WHAT THE TASK REQUIRES: Reproduce the lines from the first one through the line containing "(1090, 221)", inclusive, swapping each "photograph" for "image" and leaving all else unchanged. Omit the pictures from your answer.

## BEGIN MATERIAL

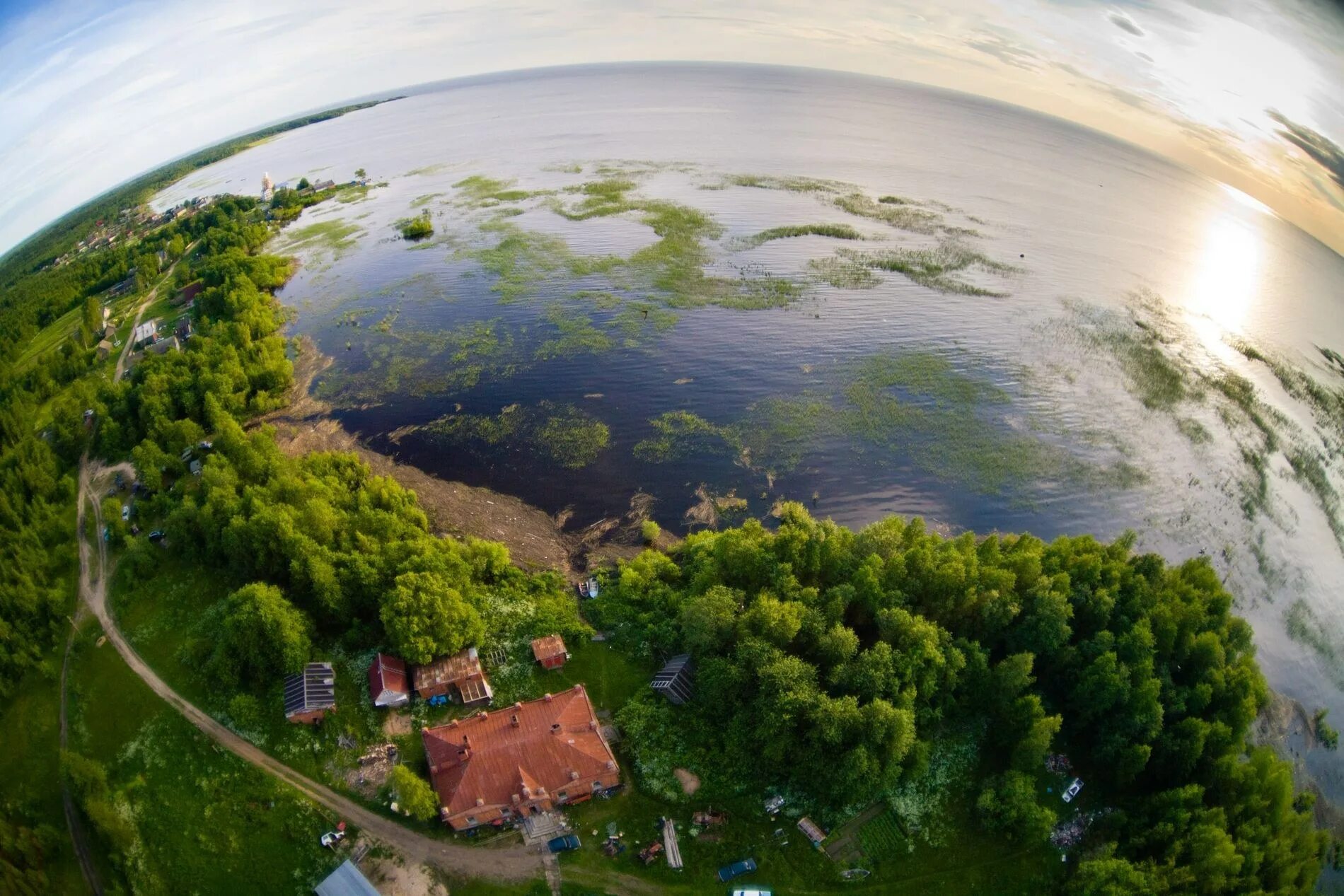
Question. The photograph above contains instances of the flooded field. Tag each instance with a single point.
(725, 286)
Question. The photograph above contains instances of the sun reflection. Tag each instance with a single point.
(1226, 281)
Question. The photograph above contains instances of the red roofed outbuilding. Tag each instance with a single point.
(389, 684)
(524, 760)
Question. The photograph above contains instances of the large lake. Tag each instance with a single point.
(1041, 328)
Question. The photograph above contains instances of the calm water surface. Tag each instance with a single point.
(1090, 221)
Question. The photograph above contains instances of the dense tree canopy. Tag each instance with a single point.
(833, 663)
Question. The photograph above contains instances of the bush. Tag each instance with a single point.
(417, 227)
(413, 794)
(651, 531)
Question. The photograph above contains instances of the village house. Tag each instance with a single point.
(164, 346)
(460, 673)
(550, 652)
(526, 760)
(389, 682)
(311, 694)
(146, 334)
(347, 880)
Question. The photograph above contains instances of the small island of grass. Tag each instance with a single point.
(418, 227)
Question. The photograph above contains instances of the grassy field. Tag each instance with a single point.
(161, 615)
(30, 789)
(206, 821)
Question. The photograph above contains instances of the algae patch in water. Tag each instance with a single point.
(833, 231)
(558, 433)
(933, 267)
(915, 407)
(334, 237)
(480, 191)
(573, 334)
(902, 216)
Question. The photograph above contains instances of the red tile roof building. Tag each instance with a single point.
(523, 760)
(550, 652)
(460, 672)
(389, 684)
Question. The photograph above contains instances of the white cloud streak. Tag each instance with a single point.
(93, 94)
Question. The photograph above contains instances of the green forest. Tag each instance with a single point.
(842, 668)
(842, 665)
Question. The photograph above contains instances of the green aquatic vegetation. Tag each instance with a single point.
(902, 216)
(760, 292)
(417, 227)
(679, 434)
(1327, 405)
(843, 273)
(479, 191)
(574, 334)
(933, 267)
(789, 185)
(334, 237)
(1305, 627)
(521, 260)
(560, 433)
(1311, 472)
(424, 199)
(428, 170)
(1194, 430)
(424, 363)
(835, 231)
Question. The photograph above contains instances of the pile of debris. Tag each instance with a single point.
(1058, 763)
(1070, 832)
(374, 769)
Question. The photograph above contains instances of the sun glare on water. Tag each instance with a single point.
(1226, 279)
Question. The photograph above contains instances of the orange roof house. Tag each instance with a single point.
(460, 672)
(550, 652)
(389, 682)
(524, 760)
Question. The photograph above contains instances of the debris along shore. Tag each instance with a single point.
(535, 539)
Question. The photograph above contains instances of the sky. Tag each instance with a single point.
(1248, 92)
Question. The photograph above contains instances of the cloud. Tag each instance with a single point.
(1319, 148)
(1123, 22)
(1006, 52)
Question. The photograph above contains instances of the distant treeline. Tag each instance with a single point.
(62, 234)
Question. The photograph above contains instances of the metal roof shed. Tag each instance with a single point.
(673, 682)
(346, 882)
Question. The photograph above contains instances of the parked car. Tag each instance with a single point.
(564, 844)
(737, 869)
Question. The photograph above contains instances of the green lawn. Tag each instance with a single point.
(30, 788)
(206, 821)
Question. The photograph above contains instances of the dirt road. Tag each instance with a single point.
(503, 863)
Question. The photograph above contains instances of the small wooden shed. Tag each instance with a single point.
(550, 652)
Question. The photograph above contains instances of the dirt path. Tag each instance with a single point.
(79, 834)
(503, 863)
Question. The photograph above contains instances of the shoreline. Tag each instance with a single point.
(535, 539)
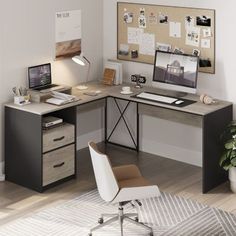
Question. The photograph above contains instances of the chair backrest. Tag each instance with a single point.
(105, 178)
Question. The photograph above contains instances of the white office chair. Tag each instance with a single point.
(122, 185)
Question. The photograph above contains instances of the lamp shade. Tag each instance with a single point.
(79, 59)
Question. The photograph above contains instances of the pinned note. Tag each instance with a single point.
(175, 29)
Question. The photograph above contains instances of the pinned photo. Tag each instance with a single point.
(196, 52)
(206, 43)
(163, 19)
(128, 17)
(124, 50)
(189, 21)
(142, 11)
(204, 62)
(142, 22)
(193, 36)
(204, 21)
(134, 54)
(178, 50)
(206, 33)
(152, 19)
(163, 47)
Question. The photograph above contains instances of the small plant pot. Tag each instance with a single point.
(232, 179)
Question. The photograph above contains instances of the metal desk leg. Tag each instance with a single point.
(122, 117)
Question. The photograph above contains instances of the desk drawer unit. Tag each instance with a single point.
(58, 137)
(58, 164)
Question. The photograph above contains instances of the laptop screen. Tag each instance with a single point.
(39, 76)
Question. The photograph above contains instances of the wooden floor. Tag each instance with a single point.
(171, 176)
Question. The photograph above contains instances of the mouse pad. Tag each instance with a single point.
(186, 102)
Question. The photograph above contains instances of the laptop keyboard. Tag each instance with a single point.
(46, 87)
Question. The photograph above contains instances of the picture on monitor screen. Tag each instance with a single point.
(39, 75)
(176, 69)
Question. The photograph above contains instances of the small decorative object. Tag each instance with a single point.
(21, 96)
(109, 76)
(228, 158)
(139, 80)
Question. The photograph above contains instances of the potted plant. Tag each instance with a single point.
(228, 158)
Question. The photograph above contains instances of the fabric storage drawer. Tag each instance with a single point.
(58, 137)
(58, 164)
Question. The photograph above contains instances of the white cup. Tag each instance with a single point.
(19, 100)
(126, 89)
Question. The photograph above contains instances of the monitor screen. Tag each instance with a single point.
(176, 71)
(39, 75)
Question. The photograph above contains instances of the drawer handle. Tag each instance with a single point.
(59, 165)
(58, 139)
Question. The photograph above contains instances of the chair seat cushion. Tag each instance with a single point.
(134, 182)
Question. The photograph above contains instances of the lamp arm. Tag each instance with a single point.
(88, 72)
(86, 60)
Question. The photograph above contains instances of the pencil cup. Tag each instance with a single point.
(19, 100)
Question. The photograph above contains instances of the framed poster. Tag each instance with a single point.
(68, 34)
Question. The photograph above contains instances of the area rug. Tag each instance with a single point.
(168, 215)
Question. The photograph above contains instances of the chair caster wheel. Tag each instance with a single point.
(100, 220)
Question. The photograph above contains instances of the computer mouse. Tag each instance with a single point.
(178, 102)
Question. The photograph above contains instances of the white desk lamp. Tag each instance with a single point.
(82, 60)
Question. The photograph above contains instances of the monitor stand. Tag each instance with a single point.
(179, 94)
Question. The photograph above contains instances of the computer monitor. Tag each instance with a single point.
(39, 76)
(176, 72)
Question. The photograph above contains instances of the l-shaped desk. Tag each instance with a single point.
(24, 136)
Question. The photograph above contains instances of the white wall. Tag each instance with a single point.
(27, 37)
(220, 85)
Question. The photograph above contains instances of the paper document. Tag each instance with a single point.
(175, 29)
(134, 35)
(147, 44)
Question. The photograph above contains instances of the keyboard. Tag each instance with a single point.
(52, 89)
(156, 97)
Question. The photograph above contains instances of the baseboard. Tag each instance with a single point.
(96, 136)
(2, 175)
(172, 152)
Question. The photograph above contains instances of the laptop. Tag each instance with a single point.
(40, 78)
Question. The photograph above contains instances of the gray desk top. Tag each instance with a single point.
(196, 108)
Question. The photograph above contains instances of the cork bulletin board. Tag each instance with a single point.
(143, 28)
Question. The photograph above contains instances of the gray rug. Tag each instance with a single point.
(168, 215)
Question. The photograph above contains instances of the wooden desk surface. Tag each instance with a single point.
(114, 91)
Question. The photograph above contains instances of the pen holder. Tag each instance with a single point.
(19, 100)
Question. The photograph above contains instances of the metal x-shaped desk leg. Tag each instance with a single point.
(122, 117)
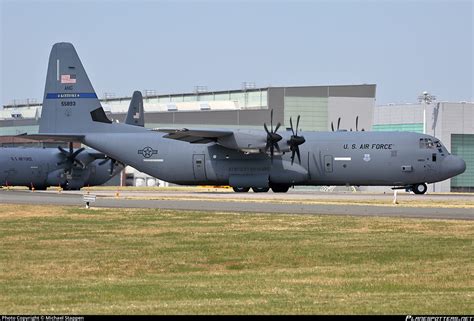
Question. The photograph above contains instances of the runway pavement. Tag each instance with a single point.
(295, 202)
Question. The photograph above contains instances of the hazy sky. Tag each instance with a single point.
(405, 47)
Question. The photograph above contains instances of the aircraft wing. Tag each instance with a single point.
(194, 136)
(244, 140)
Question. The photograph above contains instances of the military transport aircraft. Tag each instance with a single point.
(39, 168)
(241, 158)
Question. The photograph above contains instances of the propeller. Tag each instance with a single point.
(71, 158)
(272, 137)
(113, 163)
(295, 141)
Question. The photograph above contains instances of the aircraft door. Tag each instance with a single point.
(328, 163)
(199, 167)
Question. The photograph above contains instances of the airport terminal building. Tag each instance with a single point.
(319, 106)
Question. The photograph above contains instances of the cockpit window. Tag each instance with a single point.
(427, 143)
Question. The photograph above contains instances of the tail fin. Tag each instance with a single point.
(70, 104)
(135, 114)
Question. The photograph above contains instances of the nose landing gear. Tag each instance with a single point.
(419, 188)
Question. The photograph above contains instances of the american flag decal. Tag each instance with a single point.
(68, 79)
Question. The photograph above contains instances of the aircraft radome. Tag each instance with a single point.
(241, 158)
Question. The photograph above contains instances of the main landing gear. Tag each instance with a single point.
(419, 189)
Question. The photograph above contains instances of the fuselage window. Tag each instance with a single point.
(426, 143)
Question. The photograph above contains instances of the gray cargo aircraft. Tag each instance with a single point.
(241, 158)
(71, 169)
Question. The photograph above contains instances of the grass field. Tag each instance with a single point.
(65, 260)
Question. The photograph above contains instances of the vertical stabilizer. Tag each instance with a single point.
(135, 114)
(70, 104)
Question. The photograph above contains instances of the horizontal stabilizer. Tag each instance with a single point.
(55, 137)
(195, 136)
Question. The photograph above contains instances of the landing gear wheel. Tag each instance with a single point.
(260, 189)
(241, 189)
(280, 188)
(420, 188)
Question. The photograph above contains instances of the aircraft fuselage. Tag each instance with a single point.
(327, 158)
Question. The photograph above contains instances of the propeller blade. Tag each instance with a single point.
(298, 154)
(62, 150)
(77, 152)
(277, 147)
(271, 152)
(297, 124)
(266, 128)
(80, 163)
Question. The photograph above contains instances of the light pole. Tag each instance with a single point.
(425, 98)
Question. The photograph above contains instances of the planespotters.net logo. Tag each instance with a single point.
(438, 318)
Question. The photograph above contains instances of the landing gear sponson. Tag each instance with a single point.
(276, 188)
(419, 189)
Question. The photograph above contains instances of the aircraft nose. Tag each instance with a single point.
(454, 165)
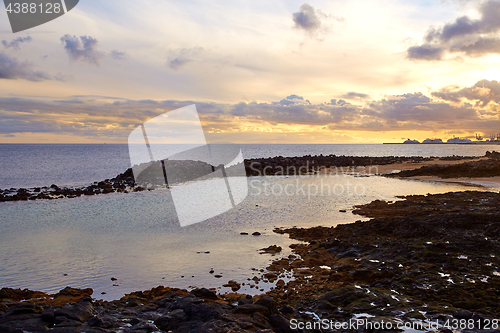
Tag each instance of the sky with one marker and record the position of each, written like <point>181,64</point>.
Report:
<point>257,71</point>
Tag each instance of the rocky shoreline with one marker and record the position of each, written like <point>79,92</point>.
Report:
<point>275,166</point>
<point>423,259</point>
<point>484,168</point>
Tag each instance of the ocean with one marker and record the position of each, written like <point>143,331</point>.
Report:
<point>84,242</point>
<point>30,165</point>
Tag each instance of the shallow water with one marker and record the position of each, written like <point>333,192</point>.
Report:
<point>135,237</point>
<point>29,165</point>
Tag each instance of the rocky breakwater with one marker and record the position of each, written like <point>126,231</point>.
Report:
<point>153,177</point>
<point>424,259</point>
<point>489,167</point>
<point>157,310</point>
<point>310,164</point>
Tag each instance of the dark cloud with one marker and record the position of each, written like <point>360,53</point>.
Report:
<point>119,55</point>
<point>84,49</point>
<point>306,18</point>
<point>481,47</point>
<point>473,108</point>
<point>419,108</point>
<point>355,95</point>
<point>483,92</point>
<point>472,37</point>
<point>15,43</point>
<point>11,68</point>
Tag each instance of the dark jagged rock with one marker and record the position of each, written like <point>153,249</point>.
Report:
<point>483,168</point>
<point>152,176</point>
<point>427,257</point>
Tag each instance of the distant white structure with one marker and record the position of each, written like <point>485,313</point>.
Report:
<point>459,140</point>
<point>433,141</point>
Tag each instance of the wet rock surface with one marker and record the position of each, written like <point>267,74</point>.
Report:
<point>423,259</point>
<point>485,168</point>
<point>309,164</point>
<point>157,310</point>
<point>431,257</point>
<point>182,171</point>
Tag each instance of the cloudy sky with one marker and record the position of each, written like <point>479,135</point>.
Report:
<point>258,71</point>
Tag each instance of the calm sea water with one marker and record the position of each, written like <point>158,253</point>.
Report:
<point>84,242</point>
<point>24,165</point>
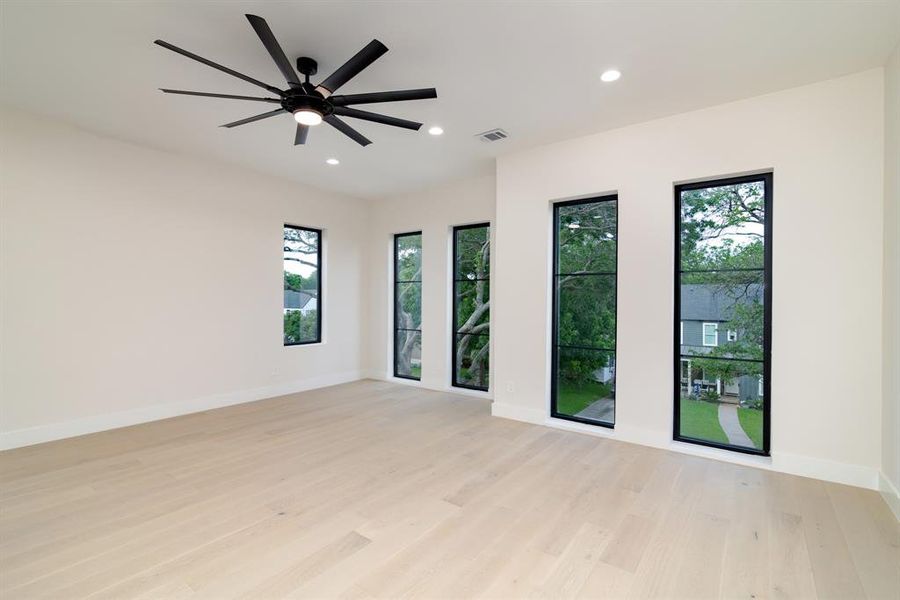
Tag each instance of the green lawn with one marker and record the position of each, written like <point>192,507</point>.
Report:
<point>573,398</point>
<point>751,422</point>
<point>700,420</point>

## END MATERIAL

RESULT OF THE EXERCISE:
Question. The image above contains instances of the flooded field. Tag each instance with a single point.
(725, 286)
Question. The image above contains instances of the sun reflection. Tag each instance with a single point.
(1226, 281)
Question. The image above contains instances of the red roofed outbuilding. Tag each instance with a single point.
(389, 684)
(524, 760)
Question. The image above contains instances of the large lake. Tag each instance with a single point.
(1041, 328)
Question. The image above contains instances of the calm water surface. Tag each instance with a single point.
(1090, 221)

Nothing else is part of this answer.